■ **EXERCISE**
Produce an exact copy of the lines from the line containing "arm sleeve, the" through the last line of the entries below, and only those lines.

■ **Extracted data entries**
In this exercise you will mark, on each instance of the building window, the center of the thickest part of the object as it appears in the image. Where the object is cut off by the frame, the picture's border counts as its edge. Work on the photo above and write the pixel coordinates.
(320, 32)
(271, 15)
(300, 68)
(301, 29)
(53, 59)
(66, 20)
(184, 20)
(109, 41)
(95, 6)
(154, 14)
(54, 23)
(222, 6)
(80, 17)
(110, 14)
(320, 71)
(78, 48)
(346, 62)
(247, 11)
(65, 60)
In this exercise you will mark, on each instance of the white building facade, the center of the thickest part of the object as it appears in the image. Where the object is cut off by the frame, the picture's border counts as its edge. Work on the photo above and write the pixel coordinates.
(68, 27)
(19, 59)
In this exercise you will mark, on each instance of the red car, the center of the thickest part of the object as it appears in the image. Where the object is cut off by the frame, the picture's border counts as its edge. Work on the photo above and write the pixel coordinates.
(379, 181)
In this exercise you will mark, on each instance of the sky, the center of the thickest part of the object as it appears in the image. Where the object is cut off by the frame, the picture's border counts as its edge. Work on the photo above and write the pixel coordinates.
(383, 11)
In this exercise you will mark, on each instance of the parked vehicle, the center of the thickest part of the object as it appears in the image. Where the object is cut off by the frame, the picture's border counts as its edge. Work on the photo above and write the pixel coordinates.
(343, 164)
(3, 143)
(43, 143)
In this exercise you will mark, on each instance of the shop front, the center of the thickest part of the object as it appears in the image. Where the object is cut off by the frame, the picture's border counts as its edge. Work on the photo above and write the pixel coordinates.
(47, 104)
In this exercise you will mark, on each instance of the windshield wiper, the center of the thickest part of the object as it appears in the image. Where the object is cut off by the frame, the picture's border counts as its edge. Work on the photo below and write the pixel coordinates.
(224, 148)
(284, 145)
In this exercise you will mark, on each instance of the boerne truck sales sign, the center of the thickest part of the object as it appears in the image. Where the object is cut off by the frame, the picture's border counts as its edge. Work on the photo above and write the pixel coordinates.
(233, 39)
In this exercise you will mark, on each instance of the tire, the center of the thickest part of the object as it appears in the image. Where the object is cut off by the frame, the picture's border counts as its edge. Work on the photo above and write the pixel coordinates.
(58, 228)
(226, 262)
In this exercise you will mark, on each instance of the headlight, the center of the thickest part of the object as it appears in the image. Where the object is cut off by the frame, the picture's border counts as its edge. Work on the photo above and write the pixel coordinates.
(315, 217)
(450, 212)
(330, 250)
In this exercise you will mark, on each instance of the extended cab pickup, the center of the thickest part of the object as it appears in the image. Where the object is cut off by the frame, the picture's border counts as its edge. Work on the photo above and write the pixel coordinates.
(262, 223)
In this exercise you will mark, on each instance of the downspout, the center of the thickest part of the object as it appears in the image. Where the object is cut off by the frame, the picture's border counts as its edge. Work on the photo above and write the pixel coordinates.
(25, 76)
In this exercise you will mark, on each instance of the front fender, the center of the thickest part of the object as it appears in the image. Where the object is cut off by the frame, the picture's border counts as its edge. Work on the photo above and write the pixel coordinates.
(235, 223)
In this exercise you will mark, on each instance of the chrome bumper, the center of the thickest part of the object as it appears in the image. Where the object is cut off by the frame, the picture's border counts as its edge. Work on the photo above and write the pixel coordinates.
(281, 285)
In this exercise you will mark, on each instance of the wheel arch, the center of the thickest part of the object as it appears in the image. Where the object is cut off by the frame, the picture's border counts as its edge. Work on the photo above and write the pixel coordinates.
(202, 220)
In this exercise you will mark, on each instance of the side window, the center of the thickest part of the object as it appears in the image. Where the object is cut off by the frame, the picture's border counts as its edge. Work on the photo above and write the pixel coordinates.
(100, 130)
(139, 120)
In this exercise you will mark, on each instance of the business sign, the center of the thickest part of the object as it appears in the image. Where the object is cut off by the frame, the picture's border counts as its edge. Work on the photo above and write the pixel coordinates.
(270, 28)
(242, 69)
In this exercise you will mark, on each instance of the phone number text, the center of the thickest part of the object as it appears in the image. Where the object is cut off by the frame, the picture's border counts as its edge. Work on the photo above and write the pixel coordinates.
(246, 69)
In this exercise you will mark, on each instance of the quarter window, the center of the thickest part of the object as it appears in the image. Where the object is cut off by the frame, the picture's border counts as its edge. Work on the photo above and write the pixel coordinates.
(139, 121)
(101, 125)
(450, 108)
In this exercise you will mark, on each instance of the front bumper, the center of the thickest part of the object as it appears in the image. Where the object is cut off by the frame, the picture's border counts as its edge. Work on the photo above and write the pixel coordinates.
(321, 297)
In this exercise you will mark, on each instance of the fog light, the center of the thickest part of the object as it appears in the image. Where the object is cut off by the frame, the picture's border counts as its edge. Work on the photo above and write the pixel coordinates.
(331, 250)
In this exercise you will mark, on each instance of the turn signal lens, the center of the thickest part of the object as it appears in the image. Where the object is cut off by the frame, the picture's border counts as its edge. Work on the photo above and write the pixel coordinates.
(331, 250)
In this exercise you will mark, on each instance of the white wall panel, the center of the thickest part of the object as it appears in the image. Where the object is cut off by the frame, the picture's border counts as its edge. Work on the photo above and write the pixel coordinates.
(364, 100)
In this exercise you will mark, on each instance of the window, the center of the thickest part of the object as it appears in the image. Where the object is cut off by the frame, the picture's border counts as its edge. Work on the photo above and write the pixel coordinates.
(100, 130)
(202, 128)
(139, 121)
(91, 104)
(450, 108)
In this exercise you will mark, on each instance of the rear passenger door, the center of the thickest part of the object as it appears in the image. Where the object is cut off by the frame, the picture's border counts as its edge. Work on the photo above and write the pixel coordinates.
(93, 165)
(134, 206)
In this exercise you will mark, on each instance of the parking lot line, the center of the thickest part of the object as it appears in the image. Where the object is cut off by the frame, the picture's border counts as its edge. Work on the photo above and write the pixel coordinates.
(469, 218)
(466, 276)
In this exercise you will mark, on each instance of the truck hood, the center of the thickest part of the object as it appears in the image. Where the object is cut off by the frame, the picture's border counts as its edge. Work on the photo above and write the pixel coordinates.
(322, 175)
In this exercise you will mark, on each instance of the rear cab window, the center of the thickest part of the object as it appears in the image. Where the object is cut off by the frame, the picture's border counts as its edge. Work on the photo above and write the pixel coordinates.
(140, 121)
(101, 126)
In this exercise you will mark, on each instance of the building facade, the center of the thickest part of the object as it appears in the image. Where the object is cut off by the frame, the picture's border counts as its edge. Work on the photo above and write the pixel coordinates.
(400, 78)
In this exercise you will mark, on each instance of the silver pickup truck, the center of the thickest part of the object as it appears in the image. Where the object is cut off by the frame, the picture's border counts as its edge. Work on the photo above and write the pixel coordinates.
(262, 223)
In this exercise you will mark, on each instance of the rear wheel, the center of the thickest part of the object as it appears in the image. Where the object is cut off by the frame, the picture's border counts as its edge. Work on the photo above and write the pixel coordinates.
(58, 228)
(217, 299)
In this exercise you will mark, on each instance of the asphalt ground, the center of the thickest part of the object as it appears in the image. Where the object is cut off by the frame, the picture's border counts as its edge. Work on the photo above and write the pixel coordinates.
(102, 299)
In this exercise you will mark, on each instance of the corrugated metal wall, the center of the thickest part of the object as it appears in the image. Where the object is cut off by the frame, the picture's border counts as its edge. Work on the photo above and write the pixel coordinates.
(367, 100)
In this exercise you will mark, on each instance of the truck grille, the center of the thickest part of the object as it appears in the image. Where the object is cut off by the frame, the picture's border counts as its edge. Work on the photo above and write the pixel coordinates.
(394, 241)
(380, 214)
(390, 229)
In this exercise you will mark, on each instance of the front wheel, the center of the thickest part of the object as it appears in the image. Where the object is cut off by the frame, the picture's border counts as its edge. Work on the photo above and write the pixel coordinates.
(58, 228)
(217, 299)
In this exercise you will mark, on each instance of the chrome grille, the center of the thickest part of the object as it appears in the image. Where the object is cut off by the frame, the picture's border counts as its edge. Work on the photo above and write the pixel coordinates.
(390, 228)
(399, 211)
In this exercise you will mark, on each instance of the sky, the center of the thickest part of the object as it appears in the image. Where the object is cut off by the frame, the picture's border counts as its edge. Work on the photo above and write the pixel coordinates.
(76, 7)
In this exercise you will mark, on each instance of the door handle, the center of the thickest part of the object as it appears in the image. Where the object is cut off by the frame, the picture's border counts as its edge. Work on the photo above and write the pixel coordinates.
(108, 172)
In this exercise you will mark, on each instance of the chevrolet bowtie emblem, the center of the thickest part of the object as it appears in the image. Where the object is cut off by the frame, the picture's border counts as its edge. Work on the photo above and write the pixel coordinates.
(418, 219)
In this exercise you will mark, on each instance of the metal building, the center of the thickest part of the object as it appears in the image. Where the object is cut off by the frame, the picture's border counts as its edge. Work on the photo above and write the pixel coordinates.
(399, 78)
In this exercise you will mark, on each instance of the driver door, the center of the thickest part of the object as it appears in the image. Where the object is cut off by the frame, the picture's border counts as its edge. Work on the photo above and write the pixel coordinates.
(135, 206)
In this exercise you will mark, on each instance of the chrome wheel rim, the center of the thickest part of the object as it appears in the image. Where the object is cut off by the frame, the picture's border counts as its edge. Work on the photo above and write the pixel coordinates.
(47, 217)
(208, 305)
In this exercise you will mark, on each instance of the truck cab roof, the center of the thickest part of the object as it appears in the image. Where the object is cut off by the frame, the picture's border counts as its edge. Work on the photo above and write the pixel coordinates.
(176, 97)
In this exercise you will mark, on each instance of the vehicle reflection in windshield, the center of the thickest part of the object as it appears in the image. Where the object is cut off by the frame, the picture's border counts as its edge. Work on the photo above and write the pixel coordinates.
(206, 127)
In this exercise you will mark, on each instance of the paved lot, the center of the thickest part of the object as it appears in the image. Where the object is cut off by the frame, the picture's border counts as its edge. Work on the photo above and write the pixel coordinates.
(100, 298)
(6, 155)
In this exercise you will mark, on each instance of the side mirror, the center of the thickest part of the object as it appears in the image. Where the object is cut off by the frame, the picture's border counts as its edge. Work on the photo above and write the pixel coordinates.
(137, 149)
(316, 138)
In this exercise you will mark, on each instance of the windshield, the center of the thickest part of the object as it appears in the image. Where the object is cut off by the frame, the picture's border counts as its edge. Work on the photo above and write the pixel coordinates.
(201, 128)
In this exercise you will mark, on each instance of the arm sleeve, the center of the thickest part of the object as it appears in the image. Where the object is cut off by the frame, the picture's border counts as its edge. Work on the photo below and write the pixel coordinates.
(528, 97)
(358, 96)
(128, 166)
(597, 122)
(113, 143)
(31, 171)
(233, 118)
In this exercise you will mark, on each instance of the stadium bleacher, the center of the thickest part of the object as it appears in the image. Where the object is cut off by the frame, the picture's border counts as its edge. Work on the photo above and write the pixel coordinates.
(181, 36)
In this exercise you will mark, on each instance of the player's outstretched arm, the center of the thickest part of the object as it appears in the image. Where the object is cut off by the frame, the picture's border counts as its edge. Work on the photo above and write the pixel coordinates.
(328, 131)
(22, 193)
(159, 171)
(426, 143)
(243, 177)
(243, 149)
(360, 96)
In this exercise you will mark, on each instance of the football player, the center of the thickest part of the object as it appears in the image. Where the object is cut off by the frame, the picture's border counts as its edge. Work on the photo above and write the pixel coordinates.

■ **ANSWER TO THE EXERCISE**
In this exercise you will mark, on each instance of the arm sleeve, the center of the thickest part of the object as it appears in the image. Where the object is cut off by the frame, the picture's border counts as its edge. Work on the photo below and write the pixel coordinates.
(528, 97)
(358, 96)
(128, 166)
(597, 122)
(113, 143)
(31, 171)
(233, 118)
In this exercise you will mark, on each instance of the stadium bleacher, the center of the thickest part of the object as it appears in the image. Where the object is cut off by the frame, the picture's border counts as its edge. Work on the photo above and write the pixel coordinates.
(181, 36)
In this exercise you will mark, on each instance of the player's outstretched arm, the center of the thickest part of the object as it appears in the image. Where the object is cut off by the frame, the picture's border counts as its edge. Work on the photo above and write the pixel coordinates.
(328, 131)
(22, 193)
(159, 171)
(426, 143)
(243, 177)
(243, 149)
(360, 96)
In this exercise you will mark, on each instance of the football player, the center of the thickest part of the object as it appears in the image. Where the object is cut off by the frame, the picture's border counts as its edge. Work on the photo above and write the pixel coordinates.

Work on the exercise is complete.